QUOTED TEXT –
Lo! How a Rose E’er Blooming
By Kevin Johnson
“Lo! How a Rose E’er Blooming,” or in the original German, “Es ist ein Ros entsprungen,” is one of those songs that’s so old no one knows precisely when it was written or who originally wrote it…and it sounds like it, too. Even the Theodore Baker translation that Sufjan sings earlier on his Songs for Christmas collection uses a word like “Lo” (a term we should absolutely bring back, by the way). Personally, I love these older hymns; they are beautifully written, even though they often touch on theological and religious themes that mean nothing to me personally.
This hymn, however, is different from other famous ones like “Amazing Grace,” “It Is Well with My Soul,” or “Come Thou Fount of Every Blessing” in that it doesn’t celebrate God’s loving and forgiving nature. Instead, it celebrates something that might seem foreign to many listeners in the modern day: Jesus’ place in a divine lineage.

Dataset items

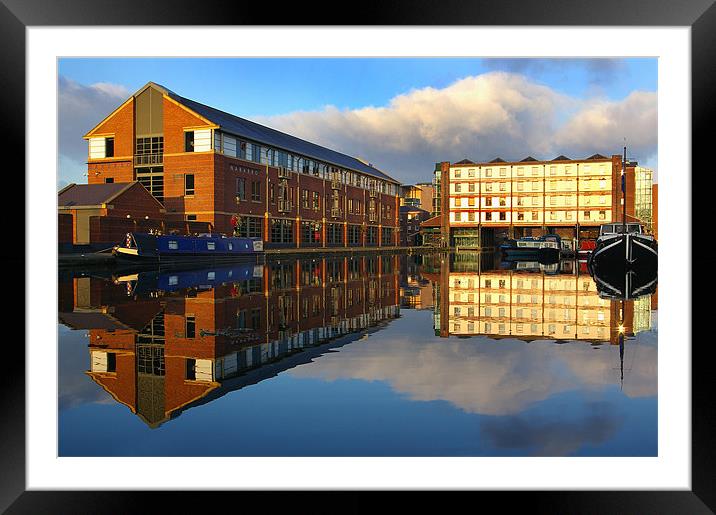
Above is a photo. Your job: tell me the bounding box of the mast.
[622,145,626,234]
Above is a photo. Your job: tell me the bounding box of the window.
[313,191,321,211]
[185,358,196,381]
[184,315,196,338]
[251,181,261,202]
[104,138,114,157]
[236,177,246,200]
[184,173,194,195]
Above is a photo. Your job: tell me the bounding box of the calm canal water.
[58,252,658,456]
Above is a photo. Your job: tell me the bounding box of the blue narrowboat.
[500,234,562,263]
[112,232,263,262]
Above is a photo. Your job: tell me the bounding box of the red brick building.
[57,181,164,245]
[84,82,400,247]
[58,255,400,427]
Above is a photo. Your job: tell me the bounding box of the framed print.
[0,0,716,513]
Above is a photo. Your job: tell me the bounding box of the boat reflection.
[423,252,656,344]
[59,256,400,428]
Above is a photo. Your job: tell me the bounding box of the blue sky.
[58,58,657,187]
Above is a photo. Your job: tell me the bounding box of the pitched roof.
[57,181,140,207]
[155,82,400,184]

PROBLEM DESCRIPTION –
Retype the essay on the hymn word for word from "This hymn, however, is" to "a divine lineage.". These entries were drawn from a separate source, unrelated to the essay on the hymn.

EXPECTED ANSWER –
This hymn, however, is different from other famous ones like “Amazing Grace,” “It Is Well with My Soul,” or “Come Thou Fount of Every Blessing” in that it doesn’t celebrate God’s loving and forgiving nature. Instead, it celebrates something that might seem foreign to many listeners in the modern day: Jesus’ place in a divine lineage.